+++ DOCUMENT SOURCE

Il faut d’abord se pencher sur ce qui est en jeu ici. La Garde nationale est une force de réserve des forces armées des États-Unis, c’est-à-dire qu’ils ne sont pas mobilisés à plein temps et occupent le reste du temps un emploi civil. Elle peut être mobilisée par le gouverneur de leur État d’origine, sauf dans le cas de la ville de Washington, qui, jouissant d’un statut spécial, voit la responsabilité de sa garde confiée à ni plus ni moins que le Président des Etats-Unis. Pourtant, il peut arriver qu’un Président outrepasse l’autorité du gouverneur dont il est question, prenant alors le contrôle de l’Etat visé et de sa Garde Nationale, typiquement comme ce qu’il s’est passé le 7 juin à Los Angeles.

++++++

*CONSIGNE*
Reprenez le texte sur la Garde nationale là où il s'arrête, en enchaînant directement après sa dernière phrase. Les enregistrements n'ont aucun rapport avec le texte sur la Garde nationale.

+++ ENREGISTREMENTS EXTRAITS

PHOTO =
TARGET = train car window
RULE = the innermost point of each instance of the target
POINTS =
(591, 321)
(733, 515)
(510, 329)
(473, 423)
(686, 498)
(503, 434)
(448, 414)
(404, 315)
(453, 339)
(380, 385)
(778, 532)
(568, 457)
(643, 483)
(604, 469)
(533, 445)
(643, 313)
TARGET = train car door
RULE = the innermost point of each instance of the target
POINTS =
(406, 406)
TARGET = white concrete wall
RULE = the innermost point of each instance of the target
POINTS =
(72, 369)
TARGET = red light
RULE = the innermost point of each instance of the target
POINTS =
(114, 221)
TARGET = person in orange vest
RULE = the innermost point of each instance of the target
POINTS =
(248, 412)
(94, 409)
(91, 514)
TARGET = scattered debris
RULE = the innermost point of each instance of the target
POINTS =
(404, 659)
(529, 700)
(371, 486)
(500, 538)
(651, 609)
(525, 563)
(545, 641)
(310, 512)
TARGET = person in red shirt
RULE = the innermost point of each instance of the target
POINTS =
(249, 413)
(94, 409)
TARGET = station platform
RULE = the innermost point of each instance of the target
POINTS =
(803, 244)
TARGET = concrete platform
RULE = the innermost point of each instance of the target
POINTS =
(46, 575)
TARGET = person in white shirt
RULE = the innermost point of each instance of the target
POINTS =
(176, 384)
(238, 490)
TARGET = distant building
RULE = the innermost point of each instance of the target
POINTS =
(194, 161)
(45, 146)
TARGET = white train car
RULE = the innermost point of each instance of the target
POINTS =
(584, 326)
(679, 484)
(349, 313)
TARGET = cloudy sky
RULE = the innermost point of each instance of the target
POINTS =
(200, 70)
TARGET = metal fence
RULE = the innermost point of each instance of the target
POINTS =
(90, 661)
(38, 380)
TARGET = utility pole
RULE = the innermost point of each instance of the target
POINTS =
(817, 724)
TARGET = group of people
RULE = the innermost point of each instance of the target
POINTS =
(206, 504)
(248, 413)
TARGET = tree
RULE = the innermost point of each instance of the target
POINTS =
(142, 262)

++++++

*RÉPONSE RÉDIGÉE*
Traditionnellement, la Garde peut être mobilisée à l’occasion de catastrophes naturelles, prêtant alors mains fortes pour les nécessités qui s’imposent dans ce genre de moments. Mais ces réservistes peuvent aussi voir leur bipper s’allumer pour les sommer de partir combattre à l’étranger, intégrant alors l’armée de métier américaine. On a ainsi pu apercevoir ces soldats en Irak ou encore en Afghanistan au sein des rangs des forces américaines. Le dernier grand déploiement de ces forces réservistes avait été demandé lors de la crise du Covid-19, où ils furent des plus utiles pour mettre en place des hôpitaux de campagne ou bien acheminer le matériel médical nécessaire. Seul le Président, comme le précise le code américain, a le pouvoir de les mobiliser pour répondre à des problématiques de sécurité intérieure, et c’est une possibilité que Trump n’a pas oublié.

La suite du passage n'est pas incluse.